Collection entries
- - -

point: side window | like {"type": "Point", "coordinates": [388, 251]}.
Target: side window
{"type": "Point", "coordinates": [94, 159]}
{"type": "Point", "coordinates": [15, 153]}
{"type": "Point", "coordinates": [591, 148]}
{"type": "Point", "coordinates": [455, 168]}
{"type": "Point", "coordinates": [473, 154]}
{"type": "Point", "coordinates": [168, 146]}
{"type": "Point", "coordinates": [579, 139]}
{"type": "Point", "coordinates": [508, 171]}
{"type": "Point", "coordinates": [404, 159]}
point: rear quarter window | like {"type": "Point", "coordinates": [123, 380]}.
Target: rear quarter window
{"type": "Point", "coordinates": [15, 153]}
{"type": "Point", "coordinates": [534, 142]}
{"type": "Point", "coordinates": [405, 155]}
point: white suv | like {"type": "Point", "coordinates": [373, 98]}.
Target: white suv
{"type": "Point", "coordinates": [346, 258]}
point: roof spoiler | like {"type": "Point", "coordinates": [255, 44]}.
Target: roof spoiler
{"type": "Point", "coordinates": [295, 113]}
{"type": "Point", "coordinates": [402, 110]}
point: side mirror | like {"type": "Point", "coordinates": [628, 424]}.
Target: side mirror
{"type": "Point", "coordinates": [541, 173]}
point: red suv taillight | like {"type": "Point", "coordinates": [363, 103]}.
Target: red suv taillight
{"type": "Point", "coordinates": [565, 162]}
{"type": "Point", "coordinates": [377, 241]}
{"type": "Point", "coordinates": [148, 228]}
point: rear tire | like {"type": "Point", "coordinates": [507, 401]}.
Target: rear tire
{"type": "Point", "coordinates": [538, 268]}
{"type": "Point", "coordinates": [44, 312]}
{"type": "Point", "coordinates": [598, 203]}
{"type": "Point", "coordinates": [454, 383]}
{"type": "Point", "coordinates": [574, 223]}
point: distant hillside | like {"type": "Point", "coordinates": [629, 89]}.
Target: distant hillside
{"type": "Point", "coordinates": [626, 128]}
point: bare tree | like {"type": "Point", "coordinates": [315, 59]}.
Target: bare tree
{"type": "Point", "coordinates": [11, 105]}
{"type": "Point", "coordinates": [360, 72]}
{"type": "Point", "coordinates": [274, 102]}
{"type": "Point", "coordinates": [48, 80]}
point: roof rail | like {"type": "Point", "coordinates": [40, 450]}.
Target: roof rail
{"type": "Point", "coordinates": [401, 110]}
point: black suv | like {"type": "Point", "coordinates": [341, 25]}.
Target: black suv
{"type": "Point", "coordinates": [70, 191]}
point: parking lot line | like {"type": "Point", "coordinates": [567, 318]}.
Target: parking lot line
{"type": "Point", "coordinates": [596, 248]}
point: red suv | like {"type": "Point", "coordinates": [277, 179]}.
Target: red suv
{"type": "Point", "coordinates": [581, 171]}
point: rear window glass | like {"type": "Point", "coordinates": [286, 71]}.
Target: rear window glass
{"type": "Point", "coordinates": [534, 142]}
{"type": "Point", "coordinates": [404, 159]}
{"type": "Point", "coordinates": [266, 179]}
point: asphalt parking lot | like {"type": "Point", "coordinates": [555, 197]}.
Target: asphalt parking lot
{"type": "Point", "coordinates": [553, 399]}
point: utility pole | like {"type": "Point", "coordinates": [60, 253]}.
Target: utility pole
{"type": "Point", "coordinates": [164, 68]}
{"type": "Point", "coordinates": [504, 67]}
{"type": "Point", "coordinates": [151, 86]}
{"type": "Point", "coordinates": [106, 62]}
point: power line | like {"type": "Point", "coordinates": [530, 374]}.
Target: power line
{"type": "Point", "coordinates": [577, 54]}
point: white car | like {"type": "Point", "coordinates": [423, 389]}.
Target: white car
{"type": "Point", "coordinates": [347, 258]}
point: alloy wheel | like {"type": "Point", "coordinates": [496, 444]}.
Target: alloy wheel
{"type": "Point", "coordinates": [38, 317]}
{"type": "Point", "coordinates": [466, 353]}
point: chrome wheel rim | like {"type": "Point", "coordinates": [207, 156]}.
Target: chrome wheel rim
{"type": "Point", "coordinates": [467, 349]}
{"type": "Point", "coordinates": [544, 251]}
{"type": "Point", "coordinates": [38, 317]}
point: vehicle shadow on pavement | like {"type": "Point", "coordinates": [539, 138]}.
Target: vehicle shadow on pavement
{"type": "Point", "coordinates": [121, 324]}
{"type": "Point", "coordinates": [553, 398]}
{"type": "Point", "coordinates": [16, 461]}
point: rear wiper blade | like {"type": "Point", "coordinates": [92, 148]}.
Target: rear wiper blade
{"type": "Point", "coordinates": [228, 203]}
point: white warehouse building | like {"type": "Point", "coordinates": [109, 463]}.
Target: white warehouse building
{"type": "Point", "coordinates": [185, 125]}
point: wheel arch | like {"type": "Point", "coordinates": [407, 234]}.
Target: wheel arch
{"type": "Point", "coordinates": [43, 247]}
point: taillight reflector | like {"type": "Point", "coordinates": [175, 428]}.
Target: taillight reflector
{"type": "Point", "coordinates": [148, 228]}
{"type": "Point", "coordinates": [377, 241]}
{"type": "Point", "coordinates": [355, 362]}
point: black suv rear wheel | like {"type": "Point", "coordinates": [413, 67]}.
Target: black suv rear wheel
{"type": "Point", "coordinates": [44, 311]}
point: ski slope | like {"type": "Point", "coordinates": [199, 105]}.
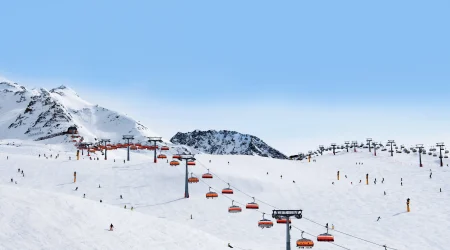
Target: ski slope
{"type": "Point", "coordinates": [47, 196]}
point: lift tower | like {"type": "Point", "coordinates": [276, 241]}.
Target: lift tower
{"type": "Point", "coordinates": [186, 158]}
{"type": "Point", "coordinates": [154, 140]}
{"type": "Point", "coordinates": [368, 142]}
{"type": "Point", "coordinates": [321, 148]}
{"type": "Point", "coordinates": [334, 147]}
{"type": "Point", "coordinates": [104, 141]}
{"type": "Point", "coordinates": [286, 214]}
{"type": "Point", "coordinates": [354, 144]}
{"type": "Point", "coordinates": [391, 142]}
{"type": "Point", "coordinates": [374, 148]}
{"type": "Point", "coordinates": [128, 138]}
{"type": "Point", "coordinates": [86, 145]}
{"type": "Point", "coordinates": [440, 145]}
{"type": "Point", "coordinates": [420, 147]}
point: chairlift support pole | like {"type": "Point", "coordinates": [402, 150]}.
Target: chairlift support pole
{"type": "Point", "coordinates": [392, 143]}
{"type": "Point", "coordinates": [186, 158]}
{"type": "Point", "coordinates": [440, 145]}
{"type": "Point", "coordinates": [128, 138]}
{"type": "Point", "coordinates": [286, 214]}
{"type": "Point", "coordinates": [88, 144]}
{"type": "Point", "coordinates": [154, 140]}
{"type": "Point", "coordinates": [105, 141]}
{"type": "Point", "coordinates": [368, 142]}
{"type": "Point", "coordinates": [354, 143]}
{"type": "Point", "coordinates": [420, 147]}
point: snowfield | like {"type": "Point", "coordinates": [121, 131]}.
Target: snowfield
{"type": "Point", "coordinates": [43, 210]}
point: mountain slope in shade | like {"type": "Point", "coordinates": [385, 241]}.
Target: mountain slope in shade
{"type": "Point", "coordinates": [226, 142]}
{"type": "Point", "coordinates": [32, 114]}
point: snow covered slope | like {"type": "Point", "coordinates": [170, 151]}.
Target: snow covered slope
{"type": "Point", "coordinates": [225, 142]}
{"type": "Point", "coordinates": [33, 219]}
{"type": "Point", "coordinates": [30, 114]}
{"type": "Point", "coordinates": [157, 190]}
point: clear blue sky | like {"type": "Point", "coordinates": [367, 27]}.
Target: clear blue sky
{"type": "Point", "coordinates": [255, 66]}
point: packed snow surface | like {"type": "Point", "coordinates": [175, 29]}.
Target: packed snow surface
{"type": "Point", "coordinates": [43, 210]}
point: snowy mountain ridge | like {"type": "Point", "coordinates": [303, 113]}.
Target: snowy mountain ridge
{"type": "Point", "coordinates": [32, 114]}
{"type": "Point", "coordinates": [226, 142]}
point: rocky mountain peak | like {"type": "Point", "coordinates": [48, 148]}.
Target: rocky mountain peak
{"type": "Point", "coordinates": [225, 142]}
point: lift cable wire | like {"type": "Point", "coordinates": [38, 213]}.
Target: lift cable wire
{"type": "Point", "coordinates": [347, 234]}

- - -

Produce an exact transcription of the lines from the one containing "point: snowy mountain" through the end of the records, both included, and no other lines.

• Your response:
point: snowy mountain ridge | like {"type": "Point", "coordinates": [303, 113]}.
Target: snowy mountain ridge
{"type": "Point", "coordinates": [32, 114]}
{"type": "Point", "coordinates": [226, 142]}
point: rocky mountain peak | like {"type": "Point", "coordinates": [48, 148]}.
Target: rocky mountain peak
{"type": "Point", "coordinates": [225, 142]}
point: lift cable wire | like {"type": "Point", "coordinates": [38, 213]}.
Target: lift cable wire
{"type": "Point", "coordinates": [347, 234]}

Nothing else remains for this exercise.